• [Your instructions]
Each record below should appear again exactly as written.

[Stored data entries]
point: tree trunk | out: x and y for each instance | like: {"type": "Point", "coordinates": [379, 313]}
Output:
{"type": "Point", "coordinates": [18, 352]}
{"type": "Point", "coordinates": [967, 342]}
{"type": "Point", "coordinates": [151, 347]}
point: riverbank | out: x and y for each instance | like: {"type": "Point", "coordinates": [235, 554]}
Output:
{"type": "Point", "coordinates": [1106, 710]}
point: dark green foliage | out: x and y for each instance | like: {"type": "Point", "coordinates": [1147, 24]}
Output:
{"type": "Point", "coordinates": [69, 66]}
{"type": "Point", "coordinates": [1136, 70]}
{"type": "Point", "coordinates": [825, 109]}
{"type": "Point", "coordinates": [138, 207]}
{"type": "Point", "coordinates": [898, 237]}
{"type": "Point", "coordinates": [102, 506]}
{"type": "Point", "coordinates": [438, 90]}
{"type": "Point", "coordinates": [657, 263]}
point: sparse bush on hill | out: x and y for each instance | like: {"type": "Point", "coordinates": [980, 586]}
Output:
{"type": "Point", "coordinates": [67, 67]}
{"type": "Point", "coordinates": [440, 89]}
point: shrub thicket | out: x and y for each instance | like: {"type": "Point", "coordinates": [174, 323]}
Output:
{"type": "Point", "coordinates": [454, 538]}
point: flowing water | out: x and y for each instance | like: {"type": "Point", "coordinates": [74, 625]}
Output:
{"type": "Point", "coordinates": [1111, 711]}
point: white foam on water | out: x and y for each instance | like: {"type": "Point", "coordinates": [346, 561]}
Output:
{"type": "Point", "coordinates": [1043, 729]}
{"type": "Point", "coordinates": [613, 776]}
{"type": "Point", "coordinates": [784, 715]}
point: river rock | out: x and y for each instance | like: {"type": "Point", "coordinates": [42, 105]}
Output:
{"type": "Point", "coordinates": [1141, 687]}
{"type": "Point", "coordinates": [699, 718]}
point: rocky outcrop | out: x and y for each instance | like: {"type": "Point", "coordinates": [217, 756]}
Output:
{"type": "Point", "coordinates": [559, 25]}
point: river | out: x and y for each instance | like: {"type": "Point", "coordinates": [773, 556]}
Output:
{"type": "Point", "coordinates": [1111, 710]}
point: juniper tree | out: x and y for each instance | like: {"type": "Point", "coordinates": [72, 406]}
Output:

• [Answer to this task]
point: tree trunk | out: x and y for each instance | like: {"type": "Point", "coordinates": [379, 313]}
Output:
{"type": "Point", "coordinates": [18, 352]}
{"type": "Point", "coordinates": [967, 342]}
{"type": "Point", "coordinates": [151, 347]}
point: riverbank | out: x and y for each instance | like: {"type": "Point", "coordinates": [235, 554]}
Output:
{"type": "Point", "coordinates": [1106, 710]}
point: dark green foliage | out: x and y for each instance | like: {"type": "Point", "coordinates": [1147, 24]}
Output:
{"type": "Point", "coordinates": [69, 66]}
{"type": "Point", "coordinates": [1136, 70]}
{"type": "Point", "coordinates": [825, 109]}
{"type": "Point", "coordinates": [138, 207]}
{"type": "Point", "coordinates": [898, 237]}
{"type": "Point", "coordinates": [102, 506]}
{"type": "Point", "coordinates": [438, 90]}
{"type": "Point", "coordinates": [657, 263]}
point: sparse bush on hill | out: x and y for each instance | like: {"type": "Point", "coordinates": [980, 586]}
Output:
{"type": "Point", "coordinates": [67, 67]}
{"type": "Point", "coordinates": [440, 89]}
point: shrub thicket | out: x and y for each instance | like: {"type": "Point", "coordinates": [174, 323]}
Output:
{"type": "Point", "coordinates": [454, 538]}
point: flowing water | out: x and y for each instance | like: {"type": "Point", "coordinates": [74, 625]}
Output:
{"type": "Point", "coordinates": [1111, 711]}
point: white foam on water | out: x and y for each instance | like: {"type": "Point", "coordinates": [346, 561]}
Output:
{"type": "Point", "coordinates": [1043, 729]}
{"type": "Point", "coordinates": [613, 776]}
{"type": "Point", "coordinates": [784, 715]}
point: river rock | out: x and y for each instance | like: {"type": "Point", "coordinates": [42, 105]}
Output:
{"type": "Point", "coordinates": [1141, 687]}
{"type": "Point", "coordinates": [699, 718]}
point: rocky outcrop | out: x and y for each instance | like: {"type": "Point", "coordinates": [217, 756]}
Output:
{"type": "Point", "coordinates": [559, 25]}
point: river | out: x and y for each instance | like: {"type": "Point", "coordinates": [773, 556]}
Output:
{"type": "Point", "coordinates": [1111, 710]}
point: juniper tree | out: x and y for each instance | like: {"type": "Point", "coordinates": [72, 406]}
Output:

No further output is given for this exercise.